[Collected data entries]

########

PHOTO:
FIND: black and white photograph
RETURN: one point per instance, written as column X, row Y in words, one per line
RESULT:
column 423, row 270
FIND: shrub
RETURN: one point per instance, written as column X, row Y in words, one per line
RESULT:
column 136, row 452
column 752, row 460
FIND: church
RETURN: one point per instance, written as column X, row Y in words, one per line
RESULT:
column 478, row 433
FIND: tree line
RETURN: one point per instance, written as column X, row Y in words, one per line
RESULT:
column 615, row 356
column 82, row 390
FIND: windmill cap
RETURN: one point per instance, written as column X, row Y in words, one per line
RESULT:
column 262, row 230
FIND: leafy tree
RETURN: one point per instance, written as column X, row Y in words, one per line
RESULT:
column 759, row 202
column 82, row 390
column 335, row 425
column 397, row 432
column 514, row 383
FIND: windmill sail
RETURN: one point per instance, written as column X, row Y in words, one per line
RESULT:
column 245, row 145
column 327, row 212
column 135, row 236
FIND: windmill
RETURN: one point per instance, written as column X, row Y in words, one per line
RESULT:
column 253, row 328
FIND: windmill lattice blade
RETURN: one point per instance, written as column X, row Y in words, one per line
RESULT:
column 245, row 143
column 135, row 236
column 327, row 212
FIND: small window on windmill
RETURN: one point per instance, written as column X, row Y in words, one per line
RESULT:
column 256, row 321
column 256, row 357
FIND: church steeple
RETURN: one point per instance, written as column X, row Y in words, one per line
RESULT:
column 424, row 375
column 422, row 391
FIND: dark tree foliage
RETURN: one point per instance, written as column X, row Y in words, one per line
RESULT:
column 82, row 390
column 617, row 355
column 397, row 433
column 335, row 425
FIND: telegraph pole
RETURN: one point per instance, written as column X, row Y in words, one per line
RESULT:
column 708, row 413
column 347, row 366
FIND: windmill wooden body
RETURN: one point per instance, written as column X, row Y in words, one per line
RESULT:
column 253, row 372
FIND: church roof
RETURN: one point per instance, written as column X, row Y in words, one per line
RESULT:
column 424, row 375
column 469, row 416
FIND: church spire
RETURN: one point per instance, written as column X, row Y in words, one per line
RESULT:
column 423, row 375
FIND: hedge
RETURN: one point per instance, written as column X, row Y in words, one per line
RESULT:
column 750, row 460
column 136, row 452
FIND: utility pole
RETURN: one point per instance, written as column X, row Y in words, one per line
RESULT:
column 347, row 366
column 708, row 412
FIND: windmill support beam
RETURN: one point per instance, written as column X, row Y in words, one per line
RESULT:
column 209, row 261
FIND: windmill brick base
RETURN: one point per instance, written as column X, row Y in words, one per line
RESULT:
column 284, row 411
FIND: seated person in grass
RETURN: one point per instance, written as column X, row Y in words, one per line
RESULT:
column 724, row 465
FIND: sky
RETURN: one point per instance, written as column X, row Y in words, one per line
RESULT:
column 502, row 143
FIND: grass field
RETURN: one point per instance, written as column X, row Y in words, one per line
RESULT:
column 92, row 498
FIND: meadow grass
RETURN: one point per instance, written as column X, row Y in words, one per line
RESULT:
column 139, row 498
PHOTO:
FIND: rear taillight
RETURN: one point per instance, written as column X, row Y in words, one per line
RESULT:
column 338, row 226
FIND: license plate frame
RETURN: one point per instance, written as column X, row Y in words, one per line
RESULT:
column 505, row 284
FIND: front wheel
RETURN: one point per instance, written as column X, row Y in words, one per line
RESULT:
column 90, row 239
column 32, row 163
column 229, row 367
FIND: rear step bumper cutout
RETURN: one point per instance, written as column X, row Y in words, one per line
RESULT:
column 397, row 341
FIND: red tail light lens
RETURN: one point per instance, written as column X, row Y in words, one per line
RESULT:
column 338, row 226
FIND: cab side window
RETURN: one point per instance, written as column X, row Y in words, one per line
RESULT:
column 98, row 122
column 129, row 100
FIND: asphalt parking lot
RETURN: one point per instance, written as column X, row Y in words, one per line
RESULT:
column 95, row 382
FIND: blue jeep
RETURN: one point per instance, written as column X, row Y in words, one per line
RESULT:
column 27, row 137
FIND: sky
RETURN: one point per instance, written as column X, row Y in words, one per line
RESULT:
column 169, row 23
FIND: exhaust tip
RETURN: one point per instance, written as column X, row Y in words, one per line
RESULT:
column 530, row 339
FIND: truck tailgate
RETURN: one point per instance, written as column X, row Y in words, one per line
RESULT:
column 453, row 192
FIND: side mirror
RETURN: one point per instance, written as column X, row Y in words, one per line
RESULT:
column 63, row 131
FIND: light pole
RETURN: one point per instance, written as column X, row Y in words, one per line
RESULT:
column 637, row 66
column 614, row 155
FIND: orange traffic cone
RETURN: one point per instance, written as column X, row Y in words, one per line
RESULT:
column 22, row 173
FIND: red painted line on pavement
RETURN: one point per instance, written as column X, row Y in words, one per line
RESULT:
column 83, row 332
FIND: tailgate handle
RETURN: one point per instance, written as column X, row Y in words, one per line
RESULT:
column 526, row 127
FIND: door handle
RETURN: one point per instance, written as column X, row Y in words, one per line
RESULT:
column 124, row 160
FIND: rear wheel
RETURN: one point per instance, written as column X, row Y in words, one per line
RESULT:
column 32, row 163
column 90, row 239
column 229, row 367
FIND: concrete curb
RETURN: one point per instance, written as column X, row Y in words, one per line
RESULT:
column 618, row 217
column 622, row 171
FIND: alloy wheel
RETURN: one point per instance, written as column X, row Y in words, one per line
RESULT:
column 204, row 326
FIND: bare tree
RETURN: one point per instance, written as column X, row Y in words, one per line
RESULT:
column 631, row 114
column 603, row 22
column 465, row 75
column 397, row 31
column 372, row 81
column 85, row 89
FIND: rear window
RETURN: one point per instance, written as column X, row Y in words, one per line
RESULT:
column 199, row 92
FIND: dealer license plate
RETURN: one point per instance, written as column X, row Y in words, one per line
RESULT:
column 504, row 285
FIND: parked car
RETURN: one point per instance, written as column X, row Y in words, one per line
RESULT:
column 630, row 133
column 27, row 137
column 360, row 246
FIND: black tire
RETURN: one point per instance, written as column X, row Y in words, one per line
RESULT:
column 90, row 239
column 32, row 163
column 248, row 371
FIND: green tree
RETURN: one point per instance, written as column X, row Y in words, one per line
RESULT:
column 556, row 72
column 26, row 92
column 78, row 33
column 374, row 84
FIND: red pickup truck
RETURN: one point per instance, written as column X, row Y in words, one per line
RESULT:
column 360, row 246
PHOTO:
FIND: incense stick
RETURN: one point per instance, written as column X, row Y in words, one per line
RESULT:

########

• [Exercise] Render every line of the listing above as a numbered list, leaving out any blank lines.

• [Exercise output]
1. PHOTO:
2. FIND: black and white photograph
3. RETURN: one point per instance, written as column X, row Y in words, one per line
4. RESULT:
5. column 423, row 270
6. FIND: shrub
7. RETURN: one point per instance, written as column X, row Y in words, one per line
8. RESULT:
9. column 136, row 452
10. column 752, row 460
11. FIND: church
12. RETURN: one point per instance, written as column X, row Y in words, one per line
13. RESULT:
14. column 478, row 433
15. FIND: tree line
16. RETURN: one point per instance, written as column X, row Y in words, one per line
17. RESULT:
18. column 615, row 356
19. column 82, row 390
20. FIND: windmill cap
21. RETURN: one point per instance, written as column X, row Y in words, one per line
22. RESULT:
23. column 262, row 230
24. FIND: leafy tree
25. RETURN: one point per instance, written as column X, row Y in words, one per line
26. RESULT:
27. column 759, row 202
28. column 82, row 390
29. column 335, row 425
30. column 397, row 432
31. column 514, row 383
32. FIND: windmill sail
33. RETURN: one point per instance, written as column X, row Y in words, one per line
34. RESULT:
35. column 245, row 145
36. column 327, row 212
37. column 135, row 236
38. FIND: windmill
39. RETURN: one point per instance, written as column X, row Y in words, one per line
40. RESULT:
41. column 253, row 328
42. FIND: windmill lattice blade
43. RETURN: one point per instance, written as column X, row Y in words, one per line
44. RESULT:
45. column 245, row 143
46. column 135, row 236
47. column 327, row 212
48. FIND: small window on windmill
49. RETURN: one point per instance, written as column X, row Y in words, one per line
50. RESULT:
51. column 256, row 321
52. column 256, row 357
53. FIND: church steeple
54. RETURN: one point per instance, written as column X, row Y in words, one per line
55. RESULT:
56. column 424, row 375
57. column 422, row 391
58. FIND: dark tree foliage
59. RETURN: one point per instance, written as column X, row Y in words, one per line
60. RESULT:
61. column 82, row 390
62. column 617, row 355
63. column 397, row 433
64. column 335, row 425
65. FIND: telegraph pole
66. RETURN: one point per instance, written as column X, row Y in words, one per line
67. RESULT:
68. column 708, row 413
69. column 347, row 366
70. FIND: windmill wooden body
71. RETURN: one point per instance, written as column X, row Y in words, one per line
72. RESULT:
73. column 253, row 372
74. FIND: church roof
75. RETURN: one point per instance, written as column X, row Y in words, one per line
76. RESULT:
77. column 424, row 375
78. column 469, row 416
79. FIND: church spire
80. RETURN: one point per instance, written as column X, row Y in words, one per line
81. RESULT:
82. column 423, row 375
83. FIND: hedge
84. RETURN: one point per instance, written as column X, row Y in words, one per line
85. RESULT:
86. column 750, row 460
87. column 136, row 452
88. FIND: utility pole
89. RETURN: one point per instance, written as column X, row Y in words, one per line
90. RESULT:
91. column 347, row 366
92. column 708, row 412
93. FIND: windmill support beam
94. RETURN: one point per instance, written as column X, row Y in words, one per line
95. RESULT:
96. column 209, row 261
97. FIND: windmill brick base
98. RETURN: one point per instance, written as column X, row Y in words, one per line
99. RESULT:
100. column 284, row 411
101. FIND: seated person in grass
102. RETURN: one point per instance, written as column X, row Y in words, one per line
103. RESULT:
104. column 724, row 465
105. FIND: sky
106. RETURN: one point per instance, written as column X, row Y in words, one per line
107. RESULT:
108. column 502, row 143
109. FIND: grass field
110. RETURN: one point per instance, written as column X, row Y in words, one per line
111. RESULT:
112. column 92, row 498
113. FIND: meadow grass
114. RETURN: one point per instance, written as column X, row Y in words, one per line
115. RESULT:
116. column 139, row 498
117. PHOTO:
118. FIND: rear taillight
119. RETURN: one point per instance, written as column X, row Y in words, one per line
120. RESULT:
121. column 338, row 226
122. FIND: license plate frame
123. RETURN: one point per instance, written as column X, row Y in words, one per line
124. RESULT:
125. column 505, row 284
126. FIND: front wheel
127. RETURN: one point per instance, written as column X, row Y in words, one per line
128. RESULT:
129. column 90, row 239
130. column 32, row 163
131. column 229, row 367
132. FIND: rear step bumper cutout
133. RETURN: one point per instance, written as column X, row Y in words, one per line
134. RESULT:
135. column 397, row 341
136. FIND: red tail light lens
137. RETURN: one point per instance, written as column X, row Y in words, one per line
138. RESULT:
139. column 338, row 226
140. FIND: cab side window
141. RETURN: one point per instance, written as column X, row Y in words, one per line
142. RESULT:
143. column 98, row 122
144. column 129, row 100
145. FIND: asphalt parking lot
146. RETURN: one point per instance, written as column X, row Y in words, one per line
147. RESULT:
148. column 95, row 382
149. FIND: blue jeep
150. RETURN: one point per instance, written as column X, row Y in words, one per line
151. RESULT:
152. column 27, row 137
153. FIND: sky
154. RETURN: one point per instance, written as column X, row Y in words, one per line
155. RESULT:
156. column 169, row 23
157. FIND: exhaust tip
158. RETURN: one point per instance, written as column X, row Y in words, one per line
159. RESULT:
160. column 530, row 339
161. FIND: truck tailgate
162. RETURN: one point per instance, written as column X, row Y in words, one per line
163. RESULT:
164. column 453, row 192
165. FIND: side mirror
166. RETURN: one point per instance, written as column X, row Y in words, one per line
167. RESULT:
168. column 63, row 131
169. FIND: light pole
170. RETURN: one point per instance, written as column X, row Y in words, one per line
171. RESULT:
172. column 637, row 66
173. column 614, row 155
174. FIND: orange traffic cone
175. RETURN: one point per instance, written as column X, row Y in words, one per line
176. RESULT:
177. column 22, row 173
178. FIND: red painted line on pavement
179. RETURN: one point per instance, written as column X, row Y in words, one per line
180. RESULT:
181. column 83, row 332
182. FIND: tailgate handle
183. RETURN: one point per instance, written as column X, row Y in words, one per line
184. RESULT:
185. column 526, row 127
186. FIND: door handle
187. RETURN: one point per instance, written as column X, row Y in words, one per line
188. RESULT:
189. column 124, row 160
190. FIND: rear wheel
191. RETURN: one point per instance, written as column X, row Y in words, one per line
192. RESULT:
193. column 32, row 163
194. column 90, row 239
195. column 229, row 367
196. FIND: concrete curb
197. RETURN: one point per instance, written as column X, row Y in words, one per line
198. RESULT:
199. column 618, row 217
200. column 622, row 171
201. FIND: alloy wheel
202. RETURN: one point per instance, written as column X, row Y in words, one per line
203. RESULT:
204. column 204, row 326
205. FIND: bare tree
206. RETURN: one point per instance, written as column X, row Y in words, one per line
207. RESULT:
208. column 631, row 114
209. column 603, row 22
210. column 465, row 75
211. column 397, row 31
212. column 372, row 81
213. column 85, row 89
214. FIND: rear window
215. RETURN: one point per instance, written as column X, row Y in words, one per line
216. RESULT:
217. column 199, row 92
218. FIND: dealer license plate
219. RETURN: one point per instance, written as column X, row Y in words, one per line
220. RESULT:
221. column 504, row 285
222. FIND: parked car
223. RETURN: one point per instance, written as column X, row Y in words, one per line
224. RESULT:
225. column 630, row 133
226. column 27, row 137
227. column 360, row 246
228. FIND: black tire
229. RETURN: one point per instance, written as column X, row Y in words, one per line
230. RESULT:
231. column 90, row 239
232. column 32, row 163
233. column 248, row 371
234. FIND: green tree
235. RETURN: one point per instance, written as column X, row Y in words, one per line
236. RESULT:
237. column 556, row 72
238. column 26, row 92
239. column 78, row 33
240. column 374, row 84
241. FIND: red pickup truck
242. RETURN: one point per instance, written as column X, row Y in words, one per line
243. RESULT:
244. column 360, row 246
245. PHOTO:
246. FIND: incense stick
247. RETURN: one point per instance, written as column X, row Y in words, one per line
248. RESULT:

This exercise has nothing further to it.